→ **Seçilmiş Metin**
İslam Filozofları – Müslüman Düşünürler

İbn Teymiyye Kimdir, Hayatı, Mücadelesi, Düşünceleri, Eserleri

İbn-i Teymiyye (1263-1328, Hicri: 661-728) Selefiyye/Ehli Hadis ekolünün en önemli alimlerinden sayılan ve görüşleri çeşitli İslam alimlerini ve akımlarını etkilemiş olan İslam alimi ve düşünür.

Hayatı
Tam adı Ebu’l-Abbas Takıyyuddîn Ahmed bin Abdülhalîm bin Mecdiddîn bin Abdüsselâm bin Teymiye olan İbn Teymiyye el-Harrani Suriye’nin kuzeyindeki Harran’da Hicri takvime göre 661 yılının 10 Rebiulevvel’inde doğmuştur. Doğum tarihinin 12 Rebiulevvel olduğunu söyleyenler de olmuştur. Moğol istilası yüzünden, çocukken ailesiyle birlikte Şam’a (Dımaşk) gitmişlerdir. O dönemlerde Şam bilim ve kültür açısından da çok önemli bir şehirdi. Moğol istilaları döneminde doğması ve yetişmesi onun karakterini etkilemiş, siyasi düşüncesinde de yansımaları olmuştur.

İbn Teymiye’nin babası da bir alimdi ve Şam’a geldikten sonra oradaki Emeviye Mescidi’nde bir ders ve vaaz kürsüsüne sahip olmuştur. Dedesi de büyük bir İslam alimi olan İbn Teymiye ailesi tarafından küçük yaşlardan itibaren ilmi bir kariyere yöneltilmiştir. İlk eğitimini ailesinden, özellikle babasından almıştır. Öncelikle Kur’an tahsili görmüş, daha sonra hadise yönelerek hadis çalışmalarına başlamıştır. Bu sıralarda Hanbeli fıkhıyla da ilgilenmiş bu konuda da çalışmaya başlamıştır. Bunların dışında Arap dili grameri ve Arap tarihiyle de ilgilenmiştir. Felsefe ve mantık konusunda yaptığı tenkitler düşünülürse büyük ihtimalle felsefe ve mantık ilimleriyle de ilgilenmiş, bu konularda çeşitli araştırmalar yapmıştır. Kendisi daha 21 yaşlarındayken babası vefat etmiştir. Babasının vefatı üzerine genç yaşına rağmen babasının ders grubuna da hocalık yapmaya başlamıştır.

İbn Teymiyye ibranice’yi, Latince’yi, Türkçe’yi konuşur idi. Bunu şu sözlerinden anlamaktayız: “İbranice lafızlar bir dereceye kadar Arapça lafızlara yakınlaşmaktadır. Nitekim isimler büyük iştikak noktasında birbirine oldukça yaklaşmaktadır. Ben kitab ehli arasında müslüman olmuş birtakım kimselerden Tevrat’ın İbranice lafızlarını dinledim. Her iki dilin birbirine oldukça yakın olduklarını gördüm. Öyle ki sonunda sırf Arapça bilgime dayanarak onların İbranice konuşmalarının birçoğunu anlar oldum.

→ **Yönergeler**
(a) İbn Teymiyye hakkındaki metne göre İbn Teymiyye babası vefat ettiğinde kaç yaşlarındaydı?
(b) İbn Teymiyye hakkındaki metnin "İbn Teymiyye ibranice’yi, Latince’yi, Türkçe’yi" sözlerini içeren yerden başlayan ve "birçoğunu anlar oldum." sözlerinden sonra biten bölümünü, "dinledim" yerine "okudum" koyarak düzenleyin ve yeniden yazın.
Aşağıdaki materyalin yukarıdaki metinle bir bağlantısı yoktur.

→ **Bir veri kümesinden girdiler**
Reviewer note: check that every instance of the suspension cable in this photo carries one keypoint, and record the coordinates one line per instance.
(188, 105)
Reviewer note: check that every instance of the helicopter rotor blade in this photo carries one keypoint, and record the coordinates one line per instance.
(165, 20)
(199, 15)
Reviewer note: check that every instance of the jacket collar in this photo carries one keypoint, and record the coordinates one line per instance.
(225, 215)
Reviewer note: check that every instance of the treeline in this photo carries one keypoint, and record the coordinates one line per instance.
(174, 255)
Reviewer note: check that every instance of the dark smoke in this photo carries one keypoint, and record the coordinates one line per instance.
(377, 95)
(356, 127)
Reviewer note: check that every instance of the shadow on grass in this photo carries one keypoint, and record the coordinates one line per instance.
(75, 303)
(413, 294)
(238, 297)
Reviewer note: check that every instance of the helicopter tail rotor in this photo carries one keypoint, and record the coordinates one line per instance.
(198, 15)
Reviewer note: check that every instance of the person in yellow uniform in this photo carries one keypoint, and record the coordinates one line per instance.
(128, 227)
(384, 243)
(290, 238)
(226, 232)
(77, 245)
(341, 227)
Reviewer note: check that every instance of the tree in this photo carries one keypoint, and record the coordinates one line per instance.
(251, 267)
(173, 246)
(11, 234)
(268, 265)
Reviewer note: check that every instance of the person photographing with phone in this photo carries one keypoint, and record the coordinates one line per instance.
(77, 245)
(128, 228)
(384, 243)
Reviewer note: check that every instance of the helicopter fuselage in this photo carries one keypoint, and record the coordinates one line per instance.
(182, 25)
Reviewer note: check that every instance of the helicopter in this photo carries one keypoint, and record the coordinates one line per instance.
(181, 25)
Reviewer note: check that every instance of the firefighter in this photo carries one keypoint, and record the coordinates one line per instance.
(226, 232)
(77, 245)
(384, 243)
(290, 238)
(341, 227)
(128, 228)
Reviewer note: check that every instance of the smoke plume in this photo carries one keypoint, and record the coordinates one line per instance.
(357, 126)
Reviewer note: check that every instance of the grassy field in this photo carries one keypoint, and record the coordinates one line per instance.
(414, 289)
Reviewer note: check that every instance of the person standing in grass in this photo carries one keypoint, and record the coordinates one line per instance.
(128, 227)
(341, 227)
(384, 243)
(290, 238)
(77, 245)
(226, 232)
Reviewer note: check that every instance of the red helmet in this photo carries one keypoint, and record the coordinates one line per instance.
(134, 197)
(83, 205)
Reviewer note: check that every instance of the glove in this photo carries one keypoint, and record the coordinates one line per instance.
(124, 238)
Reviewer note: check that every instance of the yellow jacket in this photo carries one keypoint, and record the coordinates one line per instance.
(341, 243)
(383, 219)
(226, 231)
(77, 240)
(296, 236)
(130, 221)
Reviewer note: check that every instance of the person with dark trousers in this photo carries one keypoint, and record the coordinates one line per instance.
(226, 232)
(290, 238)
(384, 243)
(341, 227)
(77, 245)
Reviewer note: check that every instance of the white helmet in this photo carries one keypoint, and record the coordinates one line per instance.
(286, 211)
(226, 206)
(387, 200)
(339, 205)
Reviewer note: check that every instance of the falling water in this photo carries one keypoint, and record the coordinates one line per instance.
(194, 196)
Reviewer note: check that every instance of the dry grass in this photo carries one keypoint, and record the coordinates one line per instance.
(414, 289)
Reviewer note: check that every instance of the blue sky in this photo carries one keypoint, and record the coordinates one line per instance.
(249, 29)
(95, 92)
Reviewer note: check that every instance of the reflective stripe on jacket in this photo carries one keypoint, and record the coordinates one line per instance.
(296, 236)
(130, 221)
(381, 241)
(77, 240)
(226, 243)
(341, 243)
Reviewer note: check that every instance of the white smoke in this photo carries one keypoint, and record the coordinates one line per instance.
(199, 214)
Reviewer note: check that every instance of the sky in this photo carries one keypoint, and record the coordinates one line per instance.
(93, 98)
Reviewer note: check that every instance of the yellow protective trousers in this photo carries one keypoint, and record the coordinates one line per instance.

→ **Görevlere Göre Yanıtlar**
(a) 21 yaşlarındaydı.

(b)
İbn Teymiyye ibranice’yi, Latince’yi, Türkçe’yi konuşur idi. Bunu şu sözlerinden anlamaktayız: “İbranice lafızlar bir dereceye kadar Arapça lafızlara yakınlaşmaktadır. Nitekim isimler büyük iştikak noktasında birbirine oldukça yaklaşmaktadır. Ben kitab ehli arasında müslüman olmuş birtakım kimselerden Tevrat’ın İbranice lafızlarını okudum. Her iki dilin birbirine oldukça yakın olduklarını gördüm. Öyle ki sonunda sırf Arapça bilgime dayanarak onların İbranice konuşmalarının birçoğunu anlar oldum.